[THE EXERCISE] Transcribe the records below exactly.

[DATASET EXTRACT]

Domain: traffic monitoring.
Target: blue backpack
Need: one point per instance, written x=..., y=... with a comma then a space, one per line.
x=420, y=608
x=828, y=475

[EXPECTED ANSWER]
Domain: traffic monitoring.
Target: blue backpack
Need: one point per instance, written x=..., y=... with a comma then a space, one per line.
x=420, y=608
x=828, y=475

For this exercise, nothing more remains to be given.